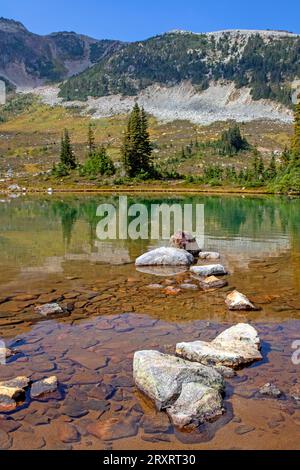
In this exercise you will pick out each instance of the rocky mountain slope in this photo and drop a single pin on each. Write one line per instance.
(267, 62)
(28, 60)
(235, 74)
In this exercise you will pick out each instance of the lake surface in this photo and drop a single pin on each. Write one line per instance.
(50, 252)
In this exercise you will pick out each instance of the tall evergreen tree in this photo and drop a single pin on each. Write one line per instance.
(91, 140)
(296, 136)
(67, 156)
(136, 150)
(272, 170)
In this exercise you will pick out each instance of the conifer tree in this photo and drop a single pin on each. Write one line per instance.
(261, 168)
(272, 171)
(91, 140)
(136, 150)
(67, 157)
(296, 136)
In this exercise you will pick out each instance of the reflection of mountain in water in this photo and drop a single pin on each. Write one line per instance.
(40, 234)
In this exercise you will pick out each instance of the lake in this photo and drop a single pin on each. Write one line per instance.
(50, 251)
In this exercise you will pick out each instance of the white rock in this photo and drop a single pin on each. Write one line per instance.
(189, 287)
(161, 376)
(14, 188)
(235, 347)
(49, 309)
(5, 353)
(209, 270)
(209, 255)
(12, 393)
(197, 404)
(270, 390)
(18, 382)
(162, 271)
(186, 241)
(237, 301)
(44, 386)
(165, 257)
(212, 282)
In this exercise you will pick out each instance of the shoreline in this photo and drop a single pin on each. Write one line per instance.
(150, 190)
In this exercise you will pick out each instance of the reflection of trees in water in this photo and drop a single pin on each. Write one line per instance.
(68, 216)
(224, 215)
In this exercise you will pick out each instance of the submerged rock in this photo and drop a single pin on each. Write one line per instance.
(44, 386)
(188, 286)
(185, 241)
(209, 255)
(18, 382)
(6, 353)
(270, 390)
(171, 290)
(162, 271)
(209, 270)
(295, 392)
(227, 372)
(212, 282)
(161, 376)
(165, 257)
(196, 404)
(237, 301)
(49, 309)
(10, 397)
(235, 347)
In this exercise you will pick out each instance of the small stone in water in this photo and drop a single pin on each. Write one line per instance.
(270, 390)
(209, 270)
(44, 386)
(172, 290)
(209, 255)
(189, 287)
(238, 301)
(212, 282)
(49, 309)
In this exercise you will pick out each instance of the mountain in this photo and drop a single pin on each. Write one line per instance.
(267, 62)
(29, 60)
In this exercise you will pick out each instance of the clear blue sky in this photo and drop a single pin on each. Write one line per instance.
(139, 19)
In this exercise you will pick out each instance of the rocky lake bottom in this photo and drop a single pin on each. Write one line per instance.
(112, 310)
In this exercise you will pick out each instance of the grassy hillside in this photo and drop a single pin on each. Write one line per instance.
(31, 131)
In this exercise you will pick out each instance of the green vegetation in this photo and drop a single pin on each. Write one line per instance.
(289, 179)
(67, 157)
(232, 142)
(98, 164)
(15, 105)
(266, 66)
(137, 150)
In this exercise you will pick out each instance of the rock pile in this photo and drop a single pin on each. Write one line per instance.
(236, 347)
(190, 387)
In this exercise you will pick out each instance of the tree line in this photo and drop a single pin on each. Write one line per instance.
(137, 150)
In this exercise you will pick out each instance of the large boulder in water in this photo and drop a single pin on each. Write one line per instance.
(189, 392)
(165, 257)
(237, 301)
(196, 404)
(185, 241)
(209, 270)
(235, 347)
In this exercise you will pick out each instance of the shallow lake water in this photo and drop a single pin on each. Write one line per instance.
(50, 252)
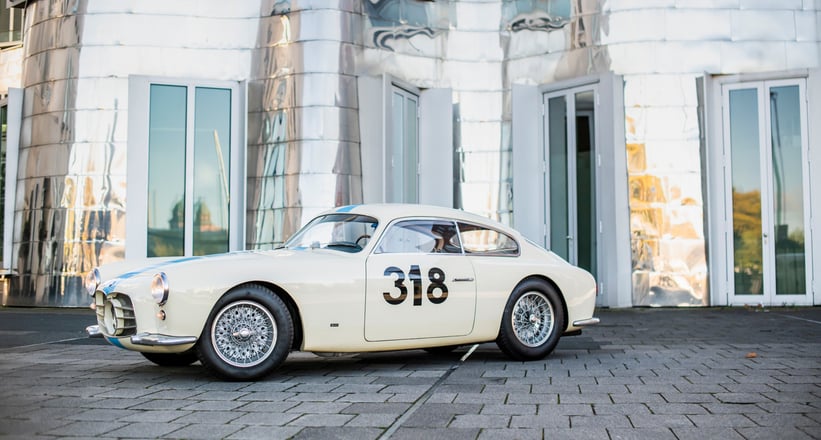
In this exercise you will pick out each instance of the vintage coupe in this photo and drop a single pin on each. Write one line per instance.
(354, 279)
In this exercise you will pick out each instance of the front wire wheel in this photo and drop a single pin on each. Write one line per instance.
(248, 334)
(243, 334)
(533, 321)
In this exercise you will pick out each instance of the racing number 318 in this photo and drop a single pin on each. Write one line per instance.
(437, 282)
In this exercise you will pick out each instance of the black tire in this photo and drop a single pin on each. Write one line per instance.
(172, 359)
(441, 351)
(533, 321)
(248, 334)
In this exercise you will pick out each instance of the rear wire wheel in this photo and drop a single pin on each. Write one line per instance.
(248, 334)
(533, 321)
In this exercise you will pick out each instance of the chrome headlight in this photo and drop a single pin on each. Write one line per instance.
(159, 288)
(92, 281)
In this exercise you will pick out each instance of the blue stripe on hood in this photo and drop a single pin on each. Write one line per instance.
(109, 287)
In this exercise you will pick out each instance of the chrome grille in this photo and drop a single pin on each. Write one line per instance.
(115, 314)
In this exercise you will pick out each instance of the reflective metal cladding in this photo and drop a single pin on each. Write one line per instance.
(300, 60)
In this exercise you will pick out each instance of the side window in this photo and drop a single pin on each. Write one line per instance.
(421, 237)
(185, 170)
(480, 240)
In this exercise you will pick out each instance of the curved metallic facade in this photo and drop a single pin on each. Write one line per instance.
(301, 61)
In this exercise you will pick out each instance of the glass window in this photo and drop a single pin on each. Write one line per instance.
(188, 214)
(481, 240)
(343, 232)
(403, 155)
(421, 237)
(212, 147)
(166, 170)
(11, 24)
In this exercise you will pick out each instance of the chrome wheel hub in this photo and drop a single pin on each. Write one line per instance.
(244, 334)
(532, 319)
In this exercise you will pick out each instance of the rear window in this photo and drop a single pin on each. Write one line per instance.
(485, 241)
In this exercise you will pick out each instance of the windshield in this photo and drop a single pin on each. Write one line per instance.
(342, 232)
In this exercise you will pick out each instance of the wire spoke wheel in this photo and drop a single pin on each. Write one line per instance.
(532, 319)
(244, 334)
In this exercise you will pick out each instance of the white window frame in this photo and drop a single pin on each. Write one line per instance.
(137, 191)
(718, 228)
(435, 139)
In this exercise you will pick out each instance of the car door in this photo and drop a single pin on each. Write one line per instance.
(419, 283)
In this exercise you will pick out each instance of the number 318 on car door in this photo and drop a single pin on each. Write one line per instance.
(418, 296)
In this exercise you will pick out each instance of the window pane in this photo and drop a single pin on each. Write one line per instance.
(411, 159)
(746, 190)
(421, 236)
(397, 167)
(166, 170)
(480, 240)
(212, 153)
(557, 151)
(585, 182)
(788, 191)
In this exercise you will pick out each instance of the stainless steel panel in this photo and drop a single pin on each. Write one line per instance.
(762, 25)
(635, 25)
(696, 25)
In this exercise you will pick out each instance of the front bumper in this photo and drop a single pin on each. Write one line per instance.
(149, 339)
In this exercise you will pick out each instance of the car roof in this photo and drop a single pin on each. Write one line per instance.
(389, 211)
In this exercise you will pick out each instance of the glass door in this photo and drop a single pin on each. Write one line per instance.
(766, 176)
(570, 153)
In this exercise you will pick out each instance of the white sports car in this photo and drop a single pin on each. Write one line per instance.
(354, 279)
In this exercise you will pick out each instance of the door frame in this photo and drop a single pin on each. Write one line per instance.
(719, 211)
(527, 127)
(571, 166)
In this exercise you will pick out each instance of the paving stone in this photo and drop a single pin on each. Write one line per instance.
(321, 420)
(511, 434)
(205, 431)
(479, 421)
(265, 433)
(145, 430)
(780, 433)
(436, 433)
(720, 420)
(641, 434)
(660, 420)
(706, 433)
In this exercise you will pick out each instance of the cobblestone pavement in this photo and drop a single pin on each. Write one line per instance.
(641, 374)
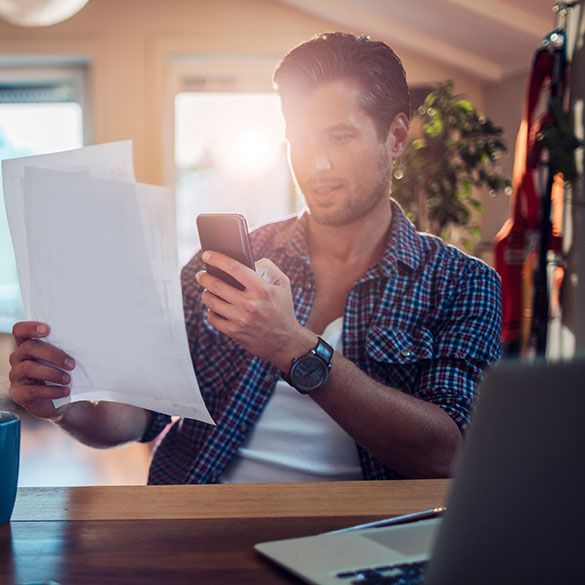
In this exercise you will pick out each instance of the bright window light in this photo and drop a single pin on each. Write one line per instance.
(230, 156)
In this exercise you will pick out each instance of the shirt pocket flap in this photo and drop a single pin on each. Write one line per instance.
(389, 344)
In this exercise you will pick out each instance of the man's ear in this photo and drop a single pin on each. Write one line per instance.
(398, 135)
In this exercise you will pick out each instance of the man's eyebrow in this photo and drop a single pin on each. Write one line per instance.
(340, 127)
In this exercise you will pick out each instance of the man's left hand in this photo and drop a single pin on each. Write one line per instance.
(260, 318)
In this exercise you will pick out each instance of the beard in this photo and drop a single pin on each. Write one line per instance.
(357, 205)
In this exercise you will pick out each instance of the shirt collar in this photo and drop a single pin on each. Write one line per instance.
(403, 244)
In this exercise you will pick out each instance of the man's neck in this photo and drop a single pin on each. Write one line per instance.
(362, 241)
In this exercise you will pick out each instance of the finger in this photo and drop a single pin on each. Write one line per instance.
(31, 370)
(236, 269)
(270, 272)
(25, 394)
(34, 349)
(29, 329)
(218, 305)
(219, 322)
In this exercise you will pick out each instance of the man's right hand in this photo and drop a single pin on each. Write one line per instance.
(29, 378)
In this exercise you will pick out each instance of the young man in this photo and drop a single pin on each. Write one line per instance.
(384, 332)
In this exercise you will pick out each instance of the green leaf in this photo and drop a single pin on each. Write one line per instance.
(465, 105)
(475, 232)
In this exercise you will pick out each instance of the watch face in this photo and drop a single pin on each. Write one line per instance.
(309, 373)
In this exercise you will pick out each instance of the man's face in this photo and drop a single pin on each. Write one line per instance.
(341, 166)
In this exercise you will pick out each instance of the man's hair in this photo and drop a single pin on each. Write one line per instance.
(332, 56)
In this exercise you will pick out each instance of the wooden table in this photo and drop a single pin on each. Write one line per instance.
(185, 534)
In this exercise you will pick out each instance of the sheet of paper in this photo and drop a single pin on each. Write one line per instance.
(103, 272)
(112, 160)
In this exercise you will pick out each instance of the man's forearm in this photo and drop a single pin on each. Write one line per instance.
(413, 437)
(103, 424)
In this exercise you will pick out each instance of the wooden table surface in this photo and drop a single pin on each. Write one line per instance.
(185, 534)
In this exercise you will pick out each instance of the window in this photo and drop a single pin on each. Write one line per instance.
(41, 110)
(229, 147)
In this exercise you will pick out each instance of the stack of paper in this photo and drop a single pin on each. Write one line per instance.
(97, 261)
::::
* Exercise details *
Repeat word for word every line from the one that holds "the man's forearm" to the end. Both ends count.

* Answer to the exercise *
In this exercise you will pick out each instance of the man's forearm in this photo and drop a single pin on each. Write one line per instance.
(413, 437)
(103, 424)
In this exercise you will pick out each instance of the wooden table surface in this photo and drop a single pin on each. Write one line per instance.
(185, 534)
In this exercise you will pick out each instance of the window in this photo and drop a single pin on each. Write one line per instance.
(41, 110)
(229, 147)
In this exercise you will pick out each instance of the stack of paper in this photo and drop a single pin on each. Write one line per instance.
(97, 261)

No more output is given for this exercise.